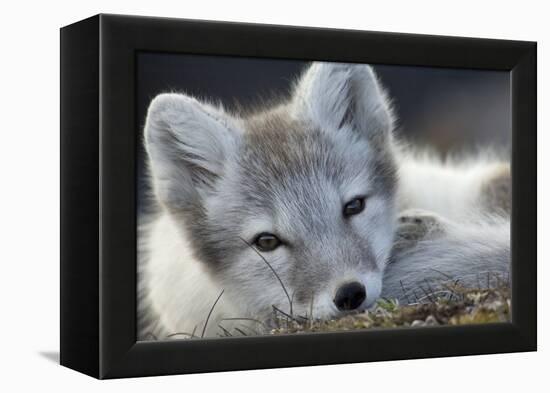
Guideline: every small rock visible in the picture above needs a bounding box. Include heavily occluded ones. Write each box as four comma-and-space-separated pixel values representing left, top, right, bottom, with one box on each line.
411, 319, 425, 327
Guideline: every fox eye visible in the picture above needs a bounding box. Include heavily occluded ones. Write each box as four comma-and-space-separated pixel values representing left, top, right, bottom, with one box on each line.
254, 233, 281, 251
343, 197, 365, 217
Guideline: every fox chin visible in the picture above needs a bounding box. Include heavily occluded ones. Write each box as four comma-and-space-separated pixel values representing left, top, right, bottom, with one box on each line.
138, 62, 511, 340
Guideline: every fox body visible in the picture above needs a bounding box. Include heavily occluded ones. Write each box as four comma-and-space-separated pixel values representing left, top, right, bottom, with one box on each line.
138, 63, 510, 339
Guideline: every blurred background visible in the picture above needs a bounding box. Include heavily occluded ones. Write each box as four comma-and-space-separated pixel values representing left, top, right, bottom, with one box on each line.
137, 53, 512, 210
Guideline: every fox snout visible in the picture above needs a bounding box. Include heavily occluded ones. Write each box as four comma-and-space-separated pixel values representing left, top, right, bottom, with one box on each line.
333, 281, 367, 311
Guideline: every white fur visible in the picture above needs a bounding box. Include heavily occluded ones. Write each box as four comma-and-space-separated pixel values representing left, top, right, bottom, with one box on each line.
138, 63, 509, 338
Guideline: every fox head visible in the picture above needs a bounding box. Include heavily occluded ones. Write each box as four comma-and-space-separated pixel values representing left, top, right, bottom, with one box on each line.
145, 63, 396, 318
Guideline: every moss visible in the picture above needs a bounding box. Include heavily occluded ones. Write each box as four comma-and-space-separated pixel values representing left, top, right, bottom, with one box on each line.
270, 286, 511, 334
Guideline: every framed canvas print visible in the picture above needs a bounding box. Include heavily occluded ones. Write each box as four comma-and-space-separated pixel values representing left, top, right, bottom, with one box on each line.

#### Instruction
Reproduce all of the data above word for word, leaving out the pictures.

#### Solved exercise
Guideline: every small rock visible in the picture above needs a bounding box. Include heavily occluded ones. Write each box as four comma-and-space-separated pixel values representing left, top, right, bottom, with one box on each line.
411, 319, 425, 327
Guideline: every fox eye visible in the picture above needs a bounding box. Include heavily occluded ones. Write each box as four comma-and-space-separated pixel values representing left, top, right, bottom, with one box on each line.
254, 233, 281, 251
343, 197, 365, 217
Guideline: every fox chin visible in the picture above needs a bounding box. Include heavily occluded ones. Write each box as four comma-and-space-separated pixel values representing left, top, right, bottom, with one box on each line.
138, 62, 511, 340
Guideline: every fox body visible in the picture above needs a bounding box. Include heavily occluded ones. Write each box as four comma-and-space-separated pixel values representing left, top, right, bottom, with one box on each line.
138, 63, 510, 339
Guideline: every blurred background visible in the picture above needs a bounding box. Include heavily occluded ones. Write each box as four comma-and-space-separated pixel values representing left, top, right, bottom, with one box on each line.
137, 53, 512, 210
Guideline: every fox snout visible in the picture above needs a bounding box. Include heavily occluded ones. Write each box as four comma-and-space-separated pixel values representing left, top, right, bottom, with one box on each line.
333, 281, 367, 311
Guideline: every white fur visible in the picture above needs a bounding box. Include heavily occluded ones. Write each box as four comma-and-space-separated pixel values representing left, top, right, bottom, with one box on each line.
138, 63, 509, 338
Guideline: every fox head visible in the picture above needs a bounding box. Include heavily occluded ones. Write each box as four comma-and-space-separated pixel values representing left, top, right, bottom, with one box on each line.
145, 63, 396, 318
Guideline: every moss visible in the picture above needs a bounding box. Include heavily occluded ones. Write each box as four comma-and-space-separated pixel values representing left, top, right, bottom, with one box on each line.
270, 286, 511, 334
Guideline: every framed canvas print visible in the picture above needs a bounding box. Include heavily occluded ones. Write each box as four comma-and-space-separated pixel values representing left, top, right, bottom, with one box on each line.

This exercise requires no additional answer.